Referring expression data:
####
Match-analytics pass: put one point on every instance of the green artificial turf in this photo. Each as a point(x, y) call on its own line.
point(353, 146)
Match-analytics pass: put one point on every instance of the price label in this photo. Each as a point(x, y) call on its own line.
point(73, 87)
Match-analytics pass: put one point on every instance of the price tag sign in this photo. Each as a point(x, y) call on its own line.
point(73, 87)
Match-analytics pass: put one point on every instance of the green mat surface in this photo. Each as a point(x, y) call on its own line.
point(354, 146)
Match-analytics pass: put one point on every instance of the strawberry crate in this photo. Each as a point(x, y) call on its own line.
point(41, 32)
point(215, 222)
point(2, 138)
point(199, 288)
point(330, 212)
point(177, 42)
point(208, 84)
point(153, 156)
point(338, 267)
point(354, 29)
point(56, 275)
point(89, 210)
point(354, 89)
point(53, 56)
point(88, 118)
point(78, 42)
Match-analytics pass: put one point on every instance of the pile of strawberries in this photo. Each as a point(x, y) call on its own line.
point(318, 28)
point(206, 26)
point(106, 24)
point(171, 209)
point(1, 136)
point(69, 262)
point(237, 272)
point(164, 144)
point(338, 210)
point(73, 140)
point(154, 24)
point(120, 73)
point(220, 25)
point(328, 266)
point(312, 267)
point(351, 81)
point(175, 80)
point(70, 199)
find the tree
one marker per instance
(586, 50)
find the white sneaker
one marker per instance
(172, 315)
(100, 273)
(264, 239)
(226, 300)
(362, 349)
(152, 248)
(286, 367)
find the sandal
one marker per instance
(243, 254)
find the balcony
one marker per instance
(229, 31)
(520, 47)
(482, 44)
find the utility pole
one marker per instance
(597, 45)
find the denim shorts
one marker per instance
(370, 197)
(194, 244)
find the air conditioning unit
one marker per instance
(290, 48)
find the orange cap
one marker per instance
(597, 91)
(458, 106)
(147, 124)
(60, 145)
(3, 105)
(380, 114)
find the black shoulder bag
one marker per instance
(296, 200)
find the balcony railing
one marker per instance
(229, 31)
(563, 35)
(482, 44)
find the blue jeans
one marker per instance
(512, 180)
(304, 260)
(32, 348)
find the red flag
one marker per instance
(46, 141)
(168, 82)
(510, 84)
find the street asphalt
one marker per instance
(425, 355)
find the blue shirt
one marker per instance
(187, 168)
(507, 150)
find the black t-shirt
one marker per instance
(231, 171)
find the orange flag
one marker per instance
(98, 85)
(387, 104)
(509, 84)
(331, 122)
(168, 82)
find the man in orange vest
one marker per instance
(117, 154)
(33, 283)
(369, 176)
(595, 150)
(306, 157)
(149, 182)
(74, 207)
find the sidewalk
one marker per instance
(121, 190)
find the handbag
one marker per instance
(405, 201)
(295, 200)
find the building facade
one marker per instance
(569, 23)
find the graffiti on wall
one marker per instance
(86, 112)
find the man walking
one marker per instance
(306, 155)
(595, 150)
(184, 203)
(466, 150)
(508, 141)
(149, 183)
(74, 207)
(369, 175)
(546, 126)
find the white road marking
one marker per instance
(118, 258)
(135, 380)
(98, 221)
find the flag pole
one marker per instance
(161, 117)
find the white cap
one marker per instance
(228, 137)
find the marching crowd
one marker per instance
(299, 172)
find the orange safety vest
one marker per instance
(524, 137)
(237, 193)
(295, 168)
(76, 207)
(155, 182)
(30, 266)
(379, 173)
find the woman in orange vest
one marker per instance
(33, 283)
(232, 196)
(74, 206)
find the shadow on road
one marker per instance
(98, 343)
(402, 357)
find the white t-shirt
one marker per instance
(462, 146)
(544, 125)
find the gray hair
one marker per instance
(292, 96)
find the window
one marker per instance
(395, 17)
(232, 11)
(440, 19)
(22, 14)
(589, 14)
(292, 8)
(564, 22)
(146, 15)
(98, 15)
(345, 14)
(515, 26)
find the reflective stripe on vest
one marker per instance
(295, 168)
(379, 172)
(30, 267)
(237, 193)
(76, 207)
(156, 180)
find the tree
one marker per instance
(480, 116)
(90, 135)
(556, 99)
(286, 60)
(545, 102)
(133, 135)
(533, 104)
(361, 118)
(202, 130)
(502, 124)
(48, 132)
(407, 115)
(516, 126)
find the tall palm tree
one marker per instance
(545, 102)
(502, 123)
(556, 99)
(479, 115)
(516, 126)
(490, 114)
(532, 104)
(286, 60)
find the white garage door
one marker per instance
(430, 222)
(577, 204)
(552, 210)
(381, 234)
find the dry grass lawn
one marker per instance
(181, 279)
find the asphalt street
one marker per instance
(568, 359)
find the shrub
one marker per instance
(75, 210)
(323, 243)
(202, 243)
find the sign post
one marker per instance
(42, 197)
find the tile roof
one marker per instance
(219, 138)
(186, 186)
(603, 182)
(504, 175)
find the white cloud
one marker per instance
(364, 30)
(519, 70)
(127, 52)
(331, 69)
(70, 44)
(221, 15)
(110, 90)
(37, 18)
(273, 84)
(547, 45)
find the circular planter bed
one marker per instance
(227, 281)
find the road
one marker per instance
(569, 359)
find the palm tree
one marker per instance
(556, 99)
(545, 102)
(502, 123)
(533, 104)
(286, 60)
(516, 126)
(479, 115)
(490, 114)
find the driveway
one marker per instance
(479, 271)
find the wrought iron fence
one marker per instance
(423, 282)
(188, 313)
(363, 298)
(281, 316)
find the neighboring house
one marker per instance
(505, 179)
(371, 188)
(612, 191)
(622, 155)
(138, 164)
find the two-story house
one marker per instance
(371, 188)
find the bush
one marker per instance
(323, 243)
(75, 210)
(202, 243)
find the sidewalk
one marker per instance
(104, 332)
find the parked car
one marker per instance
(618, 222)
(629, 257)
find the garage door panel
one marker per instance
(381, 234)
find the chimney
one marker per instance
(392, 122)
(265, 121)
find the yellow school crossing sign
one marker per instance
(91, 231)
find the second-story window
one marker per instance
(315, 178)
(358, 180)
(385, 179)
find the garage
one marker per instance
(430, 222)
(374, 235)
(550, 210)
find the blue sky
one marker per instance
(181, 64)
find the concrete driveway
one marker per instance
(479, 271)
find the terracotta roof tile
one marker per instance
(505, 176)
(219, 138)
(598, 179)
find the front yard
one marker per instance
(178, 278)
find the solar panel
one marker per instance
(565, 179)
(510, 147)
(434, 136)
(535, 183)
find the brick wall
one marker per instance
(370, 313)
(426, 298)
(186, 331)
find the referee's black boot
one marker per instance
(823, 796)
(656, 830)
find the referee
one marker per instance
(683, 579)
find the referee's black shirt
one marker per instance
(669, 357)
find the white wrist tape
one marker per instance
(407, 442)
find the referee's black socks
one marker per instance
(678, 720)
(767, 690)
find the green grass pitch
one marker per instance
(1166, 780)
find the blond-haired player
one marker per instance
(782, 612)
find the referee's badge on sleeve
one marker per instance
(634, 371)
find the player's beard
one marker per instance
####
EXERCISE INSTRUCTIONS:
In full and word for word, repeat the records.

COMPLETED EXERCISE:
Match-analytics pass: put one point on every instance of the green artificial turf in this photo. Each as a point(x, y) call on its own line.
point(353, 146)
Match-analytics pass: put one point on every instance of the price label in this photo. Each as a point(x, y) call on its own line.
point(73, 87)
Match-analytics pass: put one point on every instance of the price tag sign in this photo. Each as a point(x, y) call on its own line.
point(73, 87)
Match-analytics pass: put one point on every instance of the green mat surface in this photo. Each as a point(x, y) call on its own line.
point(354, 146)
Match-analytics pass: put one point on every instance of the strawberry crate in this photo. Each as a point(x, y) call on its own line.
point(41, 32)
point(215, 222)
point(2, 138)
point(199, 288)
point(330, 212)
point(177, 42)
point(208, 84)
point(153, 156)
point(338, 267)
point(354, 29)
point(56, 275)
point(89, 210)
point(354, 89)
point(53, 56)
point(88, 118)
point(78, 42)
Match-analytics pass: put one point on every instance of the pile of strawberries in this photo. Each as a point(x, y) call on its own line.
point(318, 28)
point(206, 26)
point(106, 24)
point(171, 209)
point(1, 136)
point(69, 262)
point(237, 272)
point(164, 144)
point(338, 210)
point(73, 140)
point(154, 24)
point(120, 73)
point(220, 25)
point(328, 266)
point(312, 267)
point(351, 81)
point(175, 80)
point(70, 199)
find the tree
one marker per instance
(586, 50)
find the white sneaker
one marker per instance
(172, 315)
(100, 273)
(264, 239)
(226, 300)
(362, 349)
(152, 248)
(286, 367)
find the sandal
one marker per instance
(243, 254)
find the balcony
one marker per instance
(229, 31)
(520, 47)
(482, 44)
find the utility pole
one marker per instance
(597, 45)
find the denim shorts
one marker per instance
(370, 197)
(194, 244)
find the air conditioning unit
one marker per instance
(290, 48)
find the orange cap
one marker per instance
(597, 91)
(458, 106)
(147, 124)
(60, 145)
(3, 105)
(380, 114)
find the black shoulder bag
one marker per instance
(296, 200)
find the balcony railing
one marker per instance
(229, 31)
(563, 35)
(482, 44)
find the blue jeans
one marker per instance
(512, 180)
(304, 260)
(32, 348)
find the red flag
one marker per instance
(46, 141)
(168, 82)
(510, 84)
find the street asphalt
one marker per instance
(425, 355)
find the blue shirt
one marker per instance
(187, 168)
(507, 150)
find the black t-shirt
one marker per instance
(231, 171)
find the orange flag
one marker per instance
(98, 85)
(387, 104)
(509, 84)
(331, 122)
(168, 82)
find the man in orange vest
one marker per instance
(117, 154)
(33, 283)
(369, 176)
(595, 150)
(306, 157)
(149, 182)
(74, 207)
find the sidewalk
one marker per instance
(121, 190)
find the handbag
one marker per instance
(405, 201)
(295, 200)
find the building facade
one marker per instance
(569, 23)
find the graffiti on wall
one marker per instance
(86, 112)
find the man walking
one marker per instance
(306, 155)
(595, 150)
(184, 203)
(466, 150)
(508, 141)
(149, 183)
(74, 207)
(369, 175)
(546, 126)
find the white road marking
one marker per instance
(118, 258)
(135, 380)
(98, 221)
find the flag pole
one marker per instance
(161, 117)
find the white cap
one marker per instance
(228, 137)
find the marching crowd
one marker per instance
(299, 172)
find the orange safety vest
one marker per instance
(524, 137)
(237, 193)
(295, 168)
(76, 207)
(155, 182)
(30, 266)
(379, 173)
find the woman in orange vest
one marker per instance
(33, 283)
(232, 196)
(74, 206)
find the shadow on road
one marker per instance
(98, 343)
(402, 357)
find the white t-shirt
one marker per instance
(462, 146)
(544, 125)
find the gray hair
one marker per instance
(292, 96)
find the window
one marker per instance
(395, 17)
(232, 11)
(440, 19)
(22, 14)
(589, 14)
(292, 8)
(564, 22)
(146, 15)
(98, 15)
(345, 14)
(515, 26)
find the reflective stripe on vest
one marker per instance
(295, 168)
(379, 172)
(30, 267)
(237, 193)
(76, 207)
(156, 180)
find the tree
one marker per instance
(480, 116)
(90, 135)
(556, 99)
(286, 60)
(545, 102)
(133, 135)
(533, 104)
(361, 118)
(202, 130)
(502, 124)
(48, 132)
(407, 115)
(516, 126)
find the tall palm tree
one marker per instance
(545, 102)
(502, 123)
(556, 99)
(479, 115)
(516, 126)
(490, 114)
(532, 104)
(286, 60)
find the white garage door
one marker per instance
(430, 222)
(577, 204)
(552, 210)
(381, 234)
find the dry grass lawn
one marker per instance
(181, 279)
find the asphalt street
one marker per instance
(568, 359)
find the shrub
one marker per instance
(75, 210)
(323, 243)
(202, 243)
find the sign post
one marker per instance
(42, 197)
find the tile roof
one marker per instance
(219, 138)
(186, 186)
(603, 182)
(504, 175)
find the white cloud
one marker per instance
(364, 30)
(519, 70)
(127, 52)
(331, 69)
(70, 44)
(221, 15)
(110, 90)
(37, 18)
(273, 84)
(547, 45)
find the circular planter bed
one marker per instance
(227, 281)
find the road
one marker per instance
(569, 359)
find the palm tree
one marker per instance
(556, 99)
(545, 102)
(502, 123)
(533, 104)
(286, 60)
(516, 126)
(479, 115)
(490, 114)
find the driveway
one marker per instance
(479, 271)
find the wrought iron fence
one marker per instance
(423, 282)
(188, 313)
(363, 298)
(281, 316)
find the neighboring house
one marker per instance
(505, 179)
(371, 188)
(612, 191)
(622, 155)
(138, 164)
find the two-story house
one marker per instance
(371, 188)
find the bush
one marker per instance
(323, 243)
(75, 210)
(202, 243)
find the sidewalk
one marker per instance
(104, 332)
find the parked car
one marker per instance
(618, 222)
(629, 257)
find the garage door panel
one marker per instance
(381, 234)
find the chimney
one marker per instance
(392, 122)
(265, 121)
find the yellow school crossing sign
one marker per instance
(91, 231)
find the second-story window
one marker per instance
(315, 178)
(358, 180)
(385, 179)
find the garage
one marker per instance
(430, 222)
(374, 235)
(550, 210)
find the blue sky
one marker per instance
(181, 64)
find the concrete driveway
one marker per instance
(479, 271)
find the terracotta roof tile
one marker per instance
(505, 176)
(219, 138)
(598, 179)
find the front yard
one marker per instance
(178, 278)
find the solar panel
one marker per instance
(565, 179)
(510, 147)
(434, 136)
(535, 183)
find the brick wall
one marker per instance
(370, 313)
(426, 298)
(186, 331)
find the referee's black boot
one marker per instance
(823, 796)
(656, 830)
find the referee
one marker per instance
(683, 579)
find the referee's black shirt
one marker per instance
(669, 357)
find the white wrist tape
one marker per instance
(407, 442)
find the referee's black socks
one marker per instance
(678, 720)
(767, 690)
find the green grass pitch
one marker per instance
(1166, 780)
find the blond-haired player
one marker per instance
(782, 612)
find the referee's badge on sleeve
one marker per instance
(634, 371)
find the player's beard
one marker per instance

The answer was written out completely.